◆ Excerpted text:
---*---

Now lets say I am bearish for the next 2-3 months. What strategy can I use?
The Nifty PE of July 2010 are trading at,
5000PE @156.8
4900PE @124
4800PE@101
Now, If I am expecting levels of 4800 minimum in July, how do I use this information to position myself in the market. Also, how do I figure out whether the PE are expensive or not. I know about option pricing, calculations hence i am expecting a more practical answer.
Tc
There are many options Strategies that can be used to trader our bearish view. But I am taking Bearish Put Spread to trade the bearish view with an example.
It is possible to create 3 spreads with this. Following table list their comparison. (apologies for poor formatting. Will repost later. Plz read ! as column separator)
<quote>
Seq # ! Cost or Max Risk ! Max Profit ! Breakeven Point ! Reward Risk Ratio ! Probability of gaining Max profit
1 Buy 1 Put 5000 + Sell 1 Put 4900 ! 32.8 ! 67.2 ! 4967.2 ! 2.05 ! Higher. Market should reach below 4900.
2 Buy 1 Put 4900 + Sell 1 Put 4800 ! 23 ! 77 ! 4877 ! 3.35 ! Low. Market should reach below 4800.
3 Buy 1 Put 5000 + Sell 1 Put 4800 ! 55.8 ! 144.2 ! 4944.2 ! 2.58 ! Low. Market should reach below 4800.
</quote>
Though last 2 spreads look attractive due to higher reward to risk ratio, but they need market to fall below 4800. With our view of drop till 4800 level, we have less chance of gaining maximum profit on them. First spread, though carries low reward to risk ratio, it carries higher probability of giving us maximum profit. Moreover it has highest breakeven point of all, i.e. it will come into profit below 4967 level. Hence it is a trade-off decision based on our view about
- Are we strongly bearish or mild bearish
- Do we want higher probability of small profit or Low probability of bigger profit.

---*---

◆ Source excerpt:
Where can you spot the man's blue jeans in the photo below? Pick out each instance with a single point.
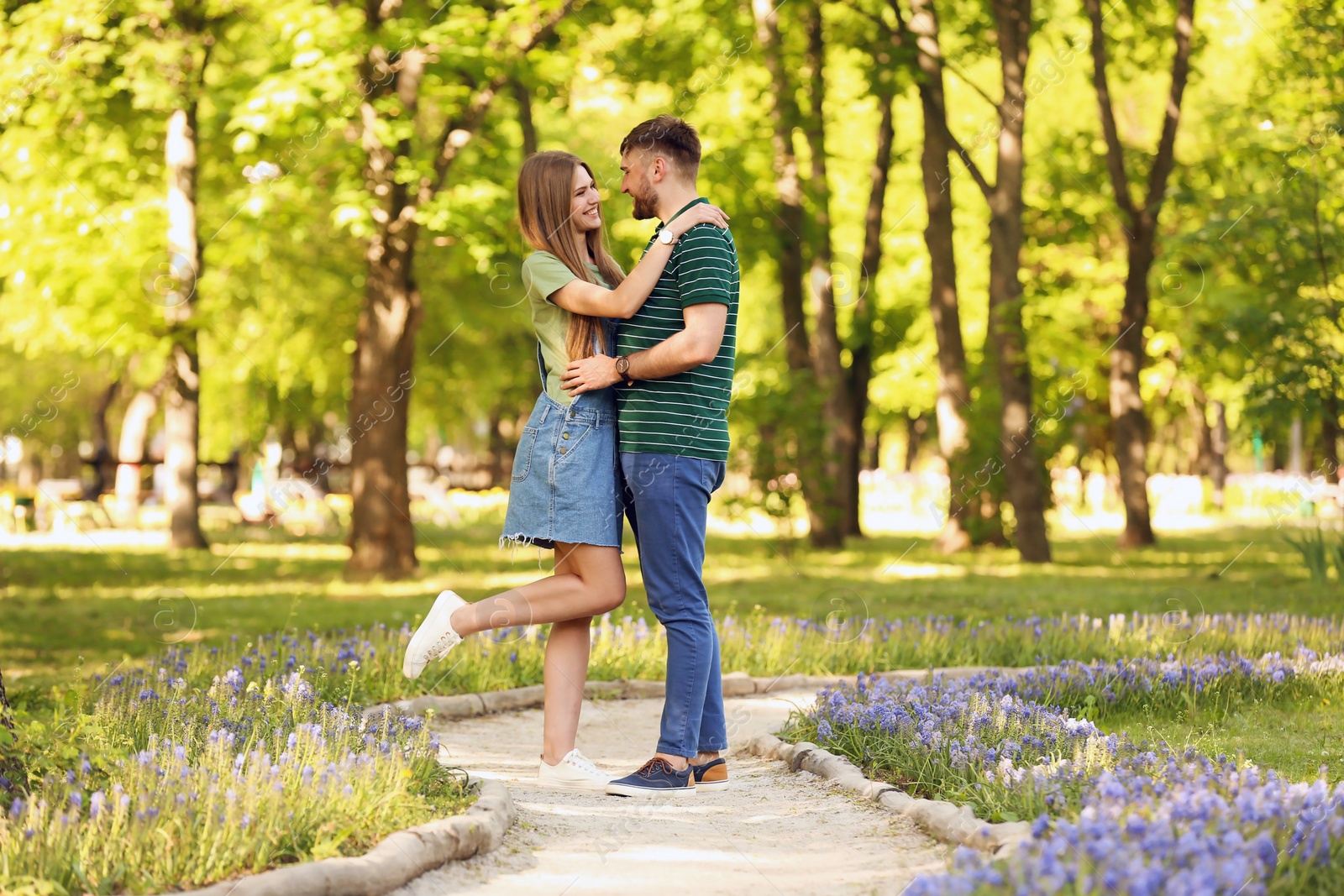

---*---

◆ The request: In the bear put spread text above, repeat the passage that starts with the words "3 Buy 1 Put" and ends after the words "of bigger profit.".

◆ Completed task:
3 Buy 1 Put 5000 + Sell 1 Put 4800 ! 55.8 ! 144.2 ! 4944.2 ! 2.58 ! Low. Market should reach below 4800.
</quote>
Though last 2 spreads look attractive due to higher reward to risk ratio, but they need market to fall below 4800. With our view of drop till 4800 level, we have less chance of gaining maximum profit on them. First spread, though carries low reward to risk ratio, it carries higher probability of giving us maximum profit. Moreover it has highest breakeven point of all, i.e. it will come into profit below 4967 level. Hence it is a trade-off decision based on our view about
- Are we strongly bearish or mild bearish
- Do we want higher probability of small profit or Low probability of bigger profit.